Given exercise A
Reproduce the records verbatim, from the line that contains "Q: Mark a point on every instance of the man's" through the last line of the records, with both ends included.

Ruts D.C – Segs interview – Rebellion
In the build up to Rebellion festival from 1-4 August, where 70s/80s punk icons Ruts D.C will play expectedly memorable acoustic AND full band sets, I chatted with Ruts bassist turned lead singer John ‘Segs’ Jennings, to discuss 40 years of ‘The Crack’, the weight an artist’s voice holds, new labels, and what it is that makes Rebellion festival so great.
Returning in the age of the reunion/anniversary for long loved bands and artists from a time gone by, The Ruts/newly named Ruts D.C have joined an array of ‘punk’ bands that have decided to jump back in, yet have opted to offer new music as opposed to relying on nostalgia alone to explore new territory. “A lot of people come to see us and say it’s great to see you because you keep writing new songs. As they say ‘nostalgia’s not what it used to be’, but I will make an effort to walk from one end of the festival to the other to go and see some of my mates, the likes of The Damned, Angelic Upstarts, UK Subs, but you do tend to bump into them really. It’s more of when you’re at the bar you might tell a couple of stories “do you remember when 40 years ago” and they’re funny stories so that’s nice, but generally it’s more like “fuck me I’m glad you’re still alive!” because we’ve lost two of our members and people have gone along the way.”

Material provided

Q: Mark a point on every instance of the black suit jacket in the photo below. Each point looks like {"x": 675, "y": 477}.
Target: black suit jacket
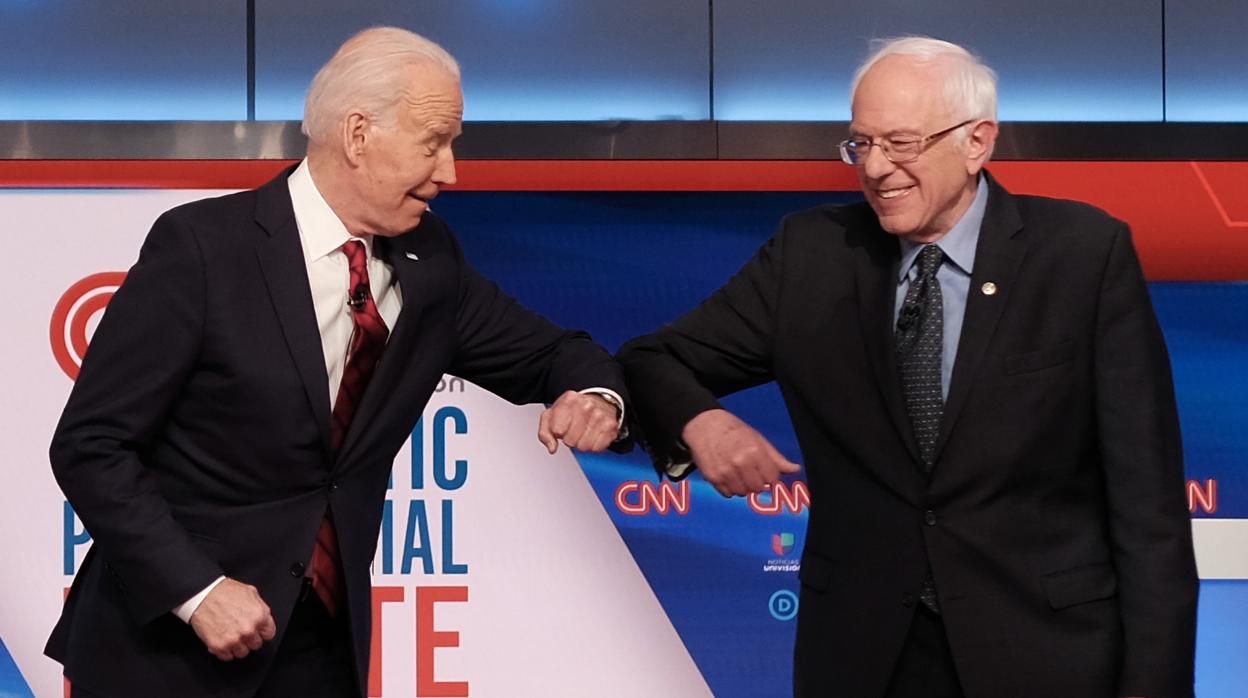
{"x": 196, "y": 440}
{"x": 1053, "y": 520}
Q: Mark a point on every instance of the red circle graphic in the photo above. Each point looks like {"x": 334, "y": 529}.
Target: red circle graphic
{"x": 90, "y": 295}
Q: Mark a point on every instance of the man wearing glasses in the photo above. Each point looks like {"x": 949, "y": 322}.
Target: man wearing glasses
{"x": 985, "y": 410}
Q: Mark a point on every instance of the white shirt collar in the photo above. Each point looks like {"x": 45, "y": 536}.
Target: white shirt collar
{"x": 321, "y": 231}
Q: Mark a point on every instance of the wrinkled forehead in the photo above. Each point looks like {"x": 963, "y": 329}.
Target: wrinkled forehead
{"x": 432, "y": 94}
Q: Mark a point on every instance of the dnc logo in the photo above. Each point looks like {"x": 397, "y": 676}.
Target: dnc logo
{"x": 781, "y": 543}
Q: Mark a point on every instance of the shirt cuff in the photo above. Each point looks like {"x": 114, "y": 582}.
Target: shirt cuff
{"x": 186, "y": 609}
{"x": 618, "y": 402}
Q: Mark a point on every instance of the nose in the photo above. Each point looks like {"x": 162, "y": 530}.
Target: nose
{"x": 444, "y": 171}
{"x": 874, "y": 164}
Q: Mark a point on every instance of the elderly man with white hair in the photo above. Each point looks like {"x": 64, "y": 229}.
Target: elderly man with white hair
{"x": 230, "y": 437}
{"x": 985, "y": 410}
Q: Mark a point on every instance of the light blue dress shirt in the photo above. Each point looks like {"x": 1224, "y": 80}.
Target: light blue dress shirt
{"x": 954, "y": 276}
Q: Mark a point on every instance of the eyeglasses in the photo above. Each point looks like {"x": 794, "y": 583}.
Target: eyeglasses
{"x": 901, "y": 149}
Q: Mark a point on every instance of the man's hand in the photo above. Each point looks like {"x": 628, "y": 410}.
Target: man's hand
{"x": 731, "y": 456}
{"x": 583, "y": 421}
{"x": 234, "y": 621}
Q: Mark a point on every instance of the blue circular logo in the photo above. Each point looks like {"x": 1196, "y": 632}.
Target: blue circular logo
{"x": 783, "y": 604}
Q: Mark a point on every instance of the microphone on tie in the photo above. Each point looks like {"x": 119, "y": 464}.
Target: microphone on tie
{"x": 907, "y": 316}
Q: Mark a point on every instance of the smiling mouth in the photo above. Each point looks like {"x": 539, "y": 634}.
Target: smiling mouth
{"x": 892, "y": 192}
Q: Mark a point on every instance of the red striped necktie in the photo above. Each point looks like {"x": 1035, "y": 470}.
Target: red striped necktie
{"x": 367, "y": 342}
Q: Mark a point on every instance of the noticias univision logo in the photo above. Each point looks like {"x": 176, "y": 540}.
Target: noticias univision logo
{"x": 781, "y": 545}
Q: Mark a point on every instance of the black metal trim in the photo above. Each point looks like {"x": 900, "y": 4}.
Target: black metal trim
{"x": 609, "y": 140}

Given exercise B
In the Ruts D.C interview, what role did John 'Segs' Jennings have before he became lead singer?

Exercise answer A
Q: Mark a point on every instance of the man's hand in the photo above. Each point looks like {"x": 628, "y": 410}.
Target: man's hand
{"x": 731, "y": 456}
{"x": 583, "y": 421}
{"x": 234, "y": 621}
Q: Mark a point on every instance of the blue circular logo in the photo above. Each point looks like {"x": 1196, "y": 632}.
Target: blue circular logo
{"x": 783, "y": 604}
Q: Mark a point on every instance of the microphone on tie in the photo above. Each point looks like {"x": 119, "y": 464}.
Target: microphone on tie
{"x": 907, "y": 316}
Q: Mark a point on every instance of the smiling mouth in the photo above. Each point looks like {"x": 539, "y": 634}.
Target: smiling mouth
{"x": 892, "y": 192}
Q: Mark a point on every instance of the red striped necktie in the photo above. Each point looks like {"x": 1035, "y": 470}.
Target: red striped necktie
{"x": 367, "y": 342}
Q: Mark a point on every instance of the noticias univision logo in the photo above. Each point looks like {"x": 176, "y": 540}.
Target: noticias univision logo
{"x": 781, "y": 545}
Q: Mark a point on every instance of the black metal trim in the photo above. Each point looks like {"x": 900, "y": 4}.
Target: black metal trim
{"x": 609, "y": 140}

Exercise answer B
He was the band's bassist.